The Court held that the Act had taken from the mortgagee the following property rights:
1. The right to retain the lien until the indebtedness thereby secured is paid.
2. The right to realize upon the security by a judicial public sale.
3. The right to determine when such sale shall be held, subject only to the discretion of the court.
4. The right to protect its interest in the property by bidding at such sale whenever held, and thus to assure having the mortgaged property devoted primarily to the satisfaction of the debt, either through receipt of the proceeds of a fair competitive sale or by taking the property itself.
5. The right to control meanwhile the property during the period of default, subject only to the discretion of the court, and to have the rents and profits collected by a receiver for the satisfaction of the debt.
295 U.S. 594-95, 55 S.Ct. 865.

§ **CHALLENGE**
Continue the passage on the mortgagee's property rights from the point where it stops. The listing after this passage is separate material.

§ **GIVEN INFORMATION**

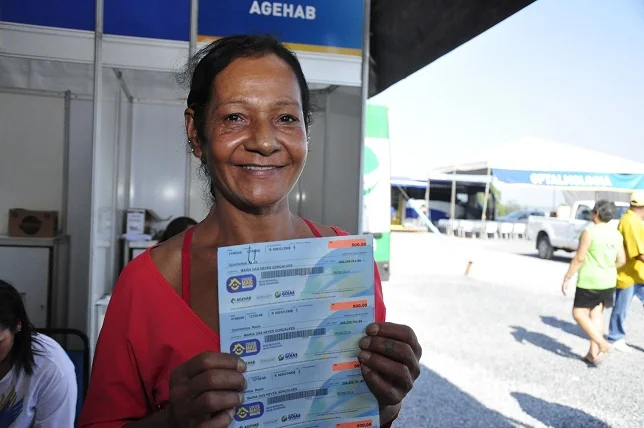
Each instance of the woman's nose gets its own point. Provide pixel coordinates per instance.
(263, 139)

§ **RESULT**
In Ashe, supra, the court concludes that Radford was effectively limited, if not tacitly overruled by Wright v. Vinton Branch of the Mountain Bank of Roanoke, 300 U.S. 440, 57 S.Ct. 556, 81 L.Ed. 736 (1937), and Helvering v. Griffiths, 318 U.S. 371, 400-401 n. 52, 63 S.Ct. 636, 651-652 n. 52, 87 L.Ed. 843 (1943). 669 F.2d at 474. On the other hand, the court in Rodrock held that while Wright and other cases may well refine the rule of Radford, "they do not destroy the fundamental teaching of Radford that Congress may not under the bankruptcy power completely take for the benefit of a debtor rights in specific property previously acquired by a creditor." 642 F.2d at 1198 The court in Gifford agreed with the holding in Rodrock. 669 F.2d at 472.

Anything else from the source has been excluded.